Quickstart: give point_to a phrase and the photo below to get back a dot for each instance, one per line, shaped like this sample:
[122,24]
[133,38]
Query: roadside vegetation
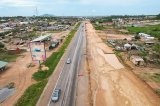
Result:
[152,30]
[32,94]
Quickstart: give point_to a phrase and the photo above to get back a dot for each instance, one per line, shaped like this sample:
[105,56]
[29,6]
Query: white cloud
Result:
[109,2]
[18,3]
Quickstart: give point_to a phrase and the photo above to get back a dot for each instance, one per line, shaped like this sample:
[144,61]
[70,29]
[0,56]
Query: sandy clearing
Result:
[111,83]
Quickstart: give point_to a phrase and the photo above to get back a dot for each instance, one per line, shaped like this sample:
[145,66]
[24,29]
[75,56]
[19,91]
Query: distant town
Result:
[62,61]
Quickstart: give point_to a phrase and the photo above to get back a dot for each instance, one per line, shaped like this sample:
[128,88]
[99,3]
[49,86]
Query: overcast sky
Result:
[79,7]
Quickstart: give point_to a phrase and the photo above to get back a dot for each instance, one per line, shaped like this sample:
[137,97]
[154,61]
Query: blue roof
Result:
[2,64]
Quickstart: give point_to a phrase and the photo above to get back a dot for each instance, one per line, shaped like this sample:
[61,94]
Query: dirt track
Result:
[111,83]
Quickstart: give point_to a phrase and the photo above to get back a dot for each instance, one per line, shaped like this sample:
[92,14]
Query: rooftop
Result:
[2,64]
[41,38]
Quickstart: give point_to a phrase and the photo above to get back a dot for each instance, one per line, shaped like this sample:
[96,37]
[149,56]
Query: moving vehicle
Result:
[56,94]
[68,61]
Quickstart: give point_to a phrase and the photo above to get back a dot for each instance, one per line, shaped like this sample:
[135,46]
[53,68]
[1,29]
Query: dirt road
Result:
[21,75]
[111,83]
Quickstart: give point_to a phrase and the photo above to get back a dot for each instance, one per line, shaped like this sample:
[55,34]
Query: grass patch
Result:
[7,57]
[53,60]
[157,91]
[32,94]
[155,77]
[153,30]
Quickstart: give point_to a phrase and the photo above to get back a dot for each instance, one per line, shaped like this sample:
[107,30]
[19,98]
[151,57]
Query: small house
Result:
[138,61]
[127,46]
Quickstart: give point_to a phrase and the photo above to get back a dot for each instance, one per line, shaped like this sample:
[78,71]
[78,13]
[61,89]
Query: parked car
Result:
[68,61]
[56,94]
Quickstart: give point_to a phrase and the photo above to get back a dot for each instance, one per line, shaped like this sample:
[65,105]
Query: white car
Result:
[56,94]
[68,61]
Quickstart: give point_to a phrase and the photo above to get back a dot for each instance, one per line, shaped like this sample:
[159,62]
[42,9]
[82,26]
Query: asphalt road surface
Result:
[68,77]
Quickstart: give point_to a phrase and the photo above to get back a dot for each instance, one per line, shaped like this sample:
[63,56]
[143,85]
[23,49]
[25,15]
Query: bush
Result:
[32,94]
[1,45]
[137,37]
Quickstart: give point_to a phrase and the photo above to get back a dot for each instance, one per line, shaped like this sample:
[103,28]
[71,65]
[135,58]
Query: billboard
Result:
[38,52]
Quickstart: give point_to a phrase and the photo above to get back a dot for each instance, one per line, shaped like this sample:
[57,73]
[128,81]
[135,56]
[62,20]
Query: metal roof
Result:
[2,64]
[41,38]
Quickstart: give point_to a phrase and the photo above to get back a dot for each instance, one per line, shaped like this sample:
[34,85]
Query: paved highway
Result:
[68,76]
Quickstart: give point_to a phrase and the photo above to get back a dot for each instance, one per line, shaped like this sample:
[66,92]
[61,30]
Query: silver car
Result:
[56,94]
- - - - - - -
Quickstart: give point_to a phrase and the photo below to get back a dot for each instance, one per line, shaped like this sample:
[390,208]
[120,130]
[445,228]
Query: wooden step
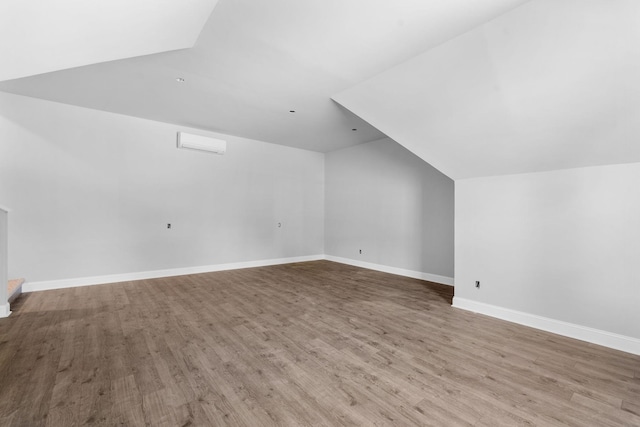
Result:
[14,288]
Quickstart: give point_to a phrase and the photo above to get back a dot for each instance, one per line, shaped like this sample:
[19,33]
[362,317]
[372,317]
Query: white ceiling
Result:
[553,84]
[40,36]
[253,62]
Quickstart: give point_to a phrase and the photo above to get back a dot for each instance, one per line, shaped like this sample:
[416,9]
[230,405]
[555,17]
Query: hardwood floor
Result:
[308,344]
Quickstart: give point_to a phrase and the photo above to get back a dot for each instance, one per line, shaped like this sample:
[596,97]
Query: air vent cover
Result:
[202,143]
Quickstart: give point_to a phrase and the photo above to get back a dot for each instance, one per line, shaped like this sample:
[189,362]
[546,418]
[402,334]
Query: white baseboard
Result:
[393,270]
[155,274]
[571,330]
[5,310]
- - - - - - -
[Problem statement]
Gather every line in the records above that contains the word "white", and copy each one in full.

[Result for this exercise]
Query: white cloud
Query: white car
Query: white ceiling
Query: white baseboard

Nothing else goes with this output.